(EXERCISE DESCRIPTION) Repeat word for word the part of the forum thread below on floating a subsidiary, from "There seems to" up to and including "burglar (2 March 2011)".

(TEXT SEGMENT)
──────────
# What's in it for the shareholder when a Company floats a new venture?



## jbocker (2 March 2011)

I am curious to know as a shareholder of a company what happens when a company decides to float one of its subsidaries. Do the existing shareholders automatically recieve free shares in the new float, or are they available at a discounted price or just given the option to purchase prior to the public invite. Are there rules to govern this?

There seems to me to be an unfairness (potentially) to existing shareholders as the former parent company would lose value and its share price decreases, then the shareholder is made to pay for something they previously owned. At the same time the board (probably the same personnel) gain access to additional board fees, and share issues etc.

Anyone point me in the direction to learn a little more or share past experiences on what happens. Are these seen as good opportunities which I imagine depends on the bullish or bearish mood of the market.

Thanks in advance


----------



## burglar (2 March 2011)
──────────
Items from a data source:
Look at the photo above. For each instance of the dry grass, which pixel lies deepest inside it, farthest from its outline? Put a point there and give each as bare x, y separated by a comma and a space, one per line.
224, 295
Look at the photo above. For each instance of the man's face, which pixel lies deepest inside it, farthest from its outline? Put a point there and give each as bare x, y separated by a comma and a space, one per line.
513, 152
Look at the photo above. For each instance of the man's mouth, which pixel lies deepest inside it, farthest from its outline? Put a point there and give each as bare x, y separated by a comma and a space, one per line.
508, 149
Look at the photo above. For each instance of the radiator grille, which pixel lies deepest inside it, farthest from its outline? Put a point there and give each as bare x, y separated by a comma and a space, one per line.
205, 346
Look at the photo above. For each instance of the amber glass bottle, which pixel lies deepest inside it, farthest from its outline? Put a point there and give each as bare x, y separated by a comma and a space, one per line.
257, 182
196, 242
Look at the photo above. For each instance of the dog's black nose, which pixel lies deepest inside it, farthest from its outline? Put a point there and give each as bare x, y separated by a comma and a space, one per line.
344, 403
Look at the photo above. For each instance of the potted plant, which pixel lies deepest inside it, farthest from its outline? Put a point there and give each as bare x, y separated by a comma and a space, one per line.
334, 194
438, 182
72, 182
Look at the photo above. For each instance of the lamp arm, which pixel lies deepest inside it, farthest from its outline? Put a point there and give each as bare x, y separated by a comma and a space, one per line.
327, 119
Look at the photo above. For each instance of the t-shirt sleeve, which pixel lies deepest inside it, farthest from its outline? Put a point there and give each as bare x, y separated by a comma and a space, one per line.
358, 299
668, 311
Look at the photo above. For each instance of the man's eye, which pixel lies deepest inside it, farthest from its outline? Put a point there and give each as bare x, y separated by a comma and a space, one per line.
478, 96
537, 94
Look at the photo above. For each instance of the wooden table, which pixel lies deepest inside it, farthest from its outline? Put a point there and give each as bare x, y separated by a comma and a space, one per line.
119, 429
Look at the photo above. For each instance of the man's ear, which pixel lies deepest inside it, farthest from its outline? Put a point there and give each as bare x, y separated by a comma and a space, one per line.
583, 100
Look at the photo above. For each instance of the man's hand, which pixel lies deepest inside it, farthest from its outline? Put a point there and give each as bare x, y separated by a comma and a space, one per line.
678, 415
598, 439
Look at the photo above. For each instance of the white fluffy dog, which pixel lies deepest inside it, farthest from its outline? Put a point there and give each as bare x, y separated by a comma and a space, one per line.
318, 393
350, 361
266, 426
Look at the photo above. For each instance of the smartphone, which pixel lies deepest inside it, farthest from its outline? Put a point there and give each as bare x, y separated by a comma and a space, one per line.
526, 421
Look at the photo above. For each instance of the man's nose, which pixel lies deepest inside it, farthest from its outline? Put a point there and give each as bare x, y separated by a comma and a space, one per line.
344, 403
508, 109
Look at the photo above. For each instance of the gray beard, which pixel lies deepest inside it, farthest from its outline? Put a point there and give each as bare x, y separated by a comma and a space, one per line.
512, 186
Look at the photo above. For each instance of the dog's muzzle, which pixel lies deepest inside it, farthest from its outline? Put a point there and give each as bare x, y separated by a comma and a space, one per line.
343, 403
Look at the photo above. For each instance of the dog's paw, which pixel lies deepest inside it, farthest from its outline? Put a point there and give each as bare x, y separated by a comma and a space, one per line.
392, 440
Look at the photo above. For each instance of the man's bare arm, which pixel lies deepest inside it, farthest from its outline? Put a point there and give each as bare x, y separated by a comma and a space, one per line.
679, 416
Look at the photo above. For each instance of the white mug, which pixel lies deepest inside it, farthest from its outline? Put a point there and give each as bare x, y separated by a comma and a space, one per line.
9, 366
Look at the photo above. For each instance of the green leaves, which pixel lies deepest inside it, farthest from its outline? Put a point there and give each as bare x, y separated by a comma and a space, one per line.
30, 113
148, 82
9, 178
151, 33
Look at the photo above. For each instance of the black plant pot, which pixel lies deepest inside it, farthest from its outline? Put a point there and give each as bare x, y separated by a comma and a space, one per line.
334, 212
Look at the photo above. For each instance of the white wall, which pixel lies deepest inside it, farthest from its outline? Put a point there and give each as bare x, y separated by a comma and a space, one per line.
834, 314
──────────
(FINISHED ANSWER)
There seems to me to be an unfairness (potentially) to existing shareholders as the former parent company would lose value and its share price decreases, then the shareholder is made to pay for something they previously owned. At the same time the board (probably the same personnel) gain access to additional board fees, and share issues etc.

Anyone point me in the direction to learn a little more or share past experiences on what happens. Are these seen as good opportunities which I imagine depends on the bullish or bearish mood of the market.

Thanks in advance


----------



## burglar (2 March 2011)